■ EXERCISE DETAILS
Render the stretch from the line containing "Where is the vegetation" through the end of the lines below as a two-column CSV with the headers text and answer. Give one row for each text paired with its answer, put each value in a single quoted field, and replace any line breaks with spaces.

■ MATERIAL PROVIDED
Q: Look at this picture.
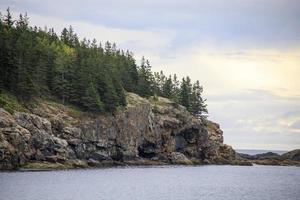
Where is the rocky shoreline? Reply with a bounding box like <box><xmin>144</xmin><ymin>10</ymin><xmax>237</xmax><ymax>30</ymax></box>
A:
<box><xmin>237</xmin><ymin>149</ymin><xmax>300</xmax><ymax>166</ymax></box>
<box><xmin>0</xmin><ymin>93</ymin><xmax>298</xmax><ymax>170</ymax></box>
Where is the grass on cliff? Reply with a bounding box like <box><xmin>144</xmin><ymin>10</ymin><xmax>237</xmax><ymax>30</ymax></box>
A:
<box><xmin>0</xmin><ymin>91</ymin><xmax>26</xmax><ymax>114</ymax></box>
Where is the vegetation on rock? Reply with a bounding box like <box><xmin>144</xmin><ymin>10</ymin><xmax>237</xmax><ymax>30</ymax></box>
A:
<box><xmin>0</xmin><ymin>9</ymin><xmax>207</xmax><ymax>117</ymax></box>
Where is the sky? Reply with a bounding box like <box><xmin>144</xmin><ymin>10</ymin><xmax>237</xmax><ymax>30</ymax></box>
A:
<box><xmin>0</xmin><ymin>0</ymin><xmax>300</xmax><ymax>150</ymax></box>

■ TASK OUTPUT
text,answer
"Where is the vegetation on rock? Reply with a bounding box like <box><xmin>144</xmin><ymin>10</ymin><xmax>237</xmax><ymax>30</ymax></box> A:","<box><xmin>0</xmin><ymin>9</ymin><xmax>207</xmax><ymax>117</ymax></box>"
"Where is the sky? Reply with a bounding box like <box><xmin>144</xmin><ymin>10</ymin><xmax>237</xmax><ymax>30</ymax></box> A:","<box><xmin>0</xmin><ymin>0</ymin><xmax>300</xmax><ymax>150</ymax></box>"